Start of Block

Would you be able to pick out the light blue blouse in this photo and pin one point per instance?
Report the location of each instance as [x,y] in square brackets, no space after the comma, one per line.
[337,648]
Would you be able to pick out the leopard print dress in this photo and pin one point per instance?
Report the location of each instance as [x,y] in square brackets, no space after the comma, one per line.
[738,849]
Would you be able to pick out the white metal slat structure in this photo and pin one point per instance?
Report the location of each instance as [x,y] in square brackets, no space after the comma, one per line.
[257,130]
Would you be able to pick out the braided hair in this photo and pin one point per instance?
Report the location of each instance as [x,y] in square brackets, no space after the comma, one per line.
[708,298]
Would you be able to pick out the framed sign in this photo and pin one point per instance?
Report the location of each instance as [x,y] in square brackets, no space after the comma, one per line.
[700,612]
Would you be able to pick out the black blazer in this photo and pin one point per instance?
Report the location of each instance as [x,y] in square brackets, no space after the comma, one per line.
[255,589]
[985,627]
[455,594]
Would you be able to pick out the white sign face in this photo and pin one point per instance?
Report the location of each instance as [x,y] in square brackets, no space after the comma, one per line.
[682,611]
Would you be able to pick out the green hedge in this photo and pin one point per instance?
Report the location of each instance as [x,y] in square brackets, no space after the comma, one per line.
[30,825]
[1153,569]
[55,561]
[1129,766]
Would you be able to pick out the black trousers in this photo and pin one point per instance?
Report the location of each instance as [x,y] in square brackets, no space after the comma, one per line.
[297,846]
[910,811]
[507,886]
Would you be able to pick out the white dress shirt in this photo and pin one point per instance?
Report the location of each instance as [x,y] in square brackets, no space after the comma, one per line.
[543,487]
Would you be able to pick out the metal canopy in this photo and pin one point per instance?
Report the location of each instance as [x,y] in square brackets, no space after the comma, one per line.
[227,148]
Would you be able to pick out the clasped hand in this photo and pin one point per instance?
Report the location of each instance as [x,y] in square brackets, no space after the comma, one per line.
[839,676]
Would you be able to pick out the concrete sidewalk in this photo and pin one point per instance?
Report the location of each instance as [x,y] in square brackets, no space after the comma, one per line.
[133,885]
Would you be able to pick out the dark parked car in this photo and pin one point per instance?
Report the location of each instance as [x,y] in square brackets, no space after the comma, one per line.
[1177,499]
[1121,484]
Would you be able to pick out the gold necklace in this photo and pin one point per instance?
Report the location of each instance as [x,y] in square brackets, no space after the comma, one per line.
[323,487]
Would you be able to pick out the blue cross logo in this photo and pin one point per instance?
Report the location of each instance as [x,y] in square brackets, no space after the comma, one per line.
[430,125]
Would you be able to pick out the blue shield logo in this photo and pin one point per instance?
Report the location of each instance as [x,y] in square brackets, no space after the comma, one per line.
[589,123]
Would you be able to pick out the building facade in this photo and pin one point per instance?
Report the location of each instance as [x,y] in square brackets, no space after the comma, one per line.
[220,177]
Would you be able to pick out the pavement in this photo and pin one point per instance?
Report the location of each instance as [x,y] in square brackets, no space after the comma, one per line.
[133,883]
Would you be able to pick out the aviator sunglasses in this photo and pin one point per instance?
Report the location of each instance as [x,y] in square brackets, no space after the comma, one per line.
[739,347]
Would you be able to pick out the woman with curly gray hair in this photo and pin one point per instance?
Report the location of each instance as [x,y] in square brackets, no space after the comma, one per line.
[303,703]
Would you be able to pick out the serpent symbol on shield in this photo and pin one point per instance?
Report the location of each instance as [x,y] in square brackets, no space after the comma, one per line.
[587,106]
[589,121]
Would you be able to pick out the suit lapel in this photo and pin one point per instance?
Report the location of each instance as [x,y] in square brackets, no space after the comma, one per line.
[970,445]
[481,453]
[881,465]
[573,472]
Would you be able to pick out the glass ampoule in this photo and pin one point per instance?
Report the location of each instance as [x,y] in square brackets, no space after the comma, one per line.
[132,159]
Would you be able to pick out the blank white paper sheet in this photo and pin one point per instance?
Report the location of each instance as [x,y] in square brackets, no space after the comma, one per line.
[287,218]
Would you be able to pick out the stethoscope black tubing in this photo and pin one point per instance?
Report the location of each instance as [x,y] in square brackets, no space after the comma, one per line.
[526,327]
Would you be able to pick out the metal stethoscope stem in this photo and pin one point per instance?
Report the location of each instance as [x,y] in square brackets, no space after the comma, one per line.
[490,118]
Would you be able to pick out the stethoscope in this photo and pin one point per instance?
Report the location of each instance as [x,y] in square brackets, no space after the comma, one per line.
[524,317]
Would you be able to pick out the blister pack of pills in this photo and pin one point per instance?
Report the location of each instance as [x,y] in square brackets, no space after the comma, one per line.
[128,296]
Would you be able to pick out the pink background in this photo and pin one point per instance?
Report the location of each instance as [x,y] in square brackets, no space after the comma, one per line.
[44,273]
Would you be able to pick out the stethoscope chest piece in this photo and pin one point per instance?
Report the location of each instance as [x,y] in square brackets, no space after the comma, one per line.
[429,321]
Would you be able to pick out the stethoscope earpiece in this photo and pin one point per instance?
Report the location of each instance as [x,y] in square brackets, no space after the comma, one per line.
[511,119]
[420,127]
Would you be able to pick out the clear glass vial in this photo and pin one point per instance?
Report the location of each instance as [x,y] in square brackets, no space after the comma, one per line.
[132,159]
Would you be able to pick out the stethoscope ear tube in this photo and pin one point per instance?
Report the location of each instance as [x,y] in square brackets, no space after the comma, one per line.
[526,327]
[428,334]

End of Block

* [Problem statement]: Nothing but the lines from the one holding "Would you be able to pick out the clear" through the end of the listing above should appear, each exactly as given.

* [Response]:
Would you be able to pick out the clear glass vial in this photo and pin one point per instance?
Report the location of each instance as [x,y] in square brackets, no space after the comma, one per line.
[132,159]
Would you be able to pick out the stethoscope ear tube in this photo and pin one point per instance?
Report the location of each instance as [x,y] in square brackets, no space after the comma, one per line.
[526,327]
[428,334]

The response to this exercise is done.